## Begin Given information
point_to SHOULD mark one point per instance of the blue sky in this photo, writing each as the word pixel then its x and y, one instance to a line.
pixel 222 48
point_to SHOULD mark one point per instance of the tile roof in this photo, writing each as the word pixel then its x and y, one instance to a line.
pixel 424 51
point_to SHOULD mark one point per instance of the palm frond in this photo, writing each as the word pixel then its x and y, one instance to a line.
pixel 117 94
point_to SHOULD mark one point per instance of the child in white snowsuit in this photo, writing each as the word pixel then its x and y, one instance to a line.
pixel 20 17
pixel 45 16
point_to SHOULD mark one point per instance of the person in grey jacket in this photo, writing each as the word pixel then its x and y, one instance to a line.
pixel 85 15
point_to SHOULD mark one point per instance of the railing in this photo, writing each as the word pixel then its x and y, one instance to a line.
## End Given information
**Short exercise:** Copy every item above word for word, keeping each line as it stands.

**Reply to the exercise:**
point_to SHOULD mark one point per instance of the blue sky in this photo, writing each as the word pixel then its x and y, one instance to a line.
pixel 222 48
point_to SHOULD mark one point per instance of the tile roof in this photo, writing each as the word pixel then its x and y, one instance to a line.
pixel 424 51
point_to SHOULD mark one point per instance of the palm frond in this photo, writing each as the word pixel then its x and y, one instance to a line.
pixel 117 94
point_to SHOULD mark one point per instance of the child in white snowsuit in this photo, writing each as the word pixel then its x and y, one instance to a line.
pixel 20 17
pixel 45 16
point_to SHOULD mark one point per instance of the person in grey jacket in this photo, writing each as the word pixel then its x and y, one instance to a line.
pixel 85 15
point_to SHOULD mark one point per instance of the railing in this photo, writing each as the word pixel then its x and y, one instance to a line.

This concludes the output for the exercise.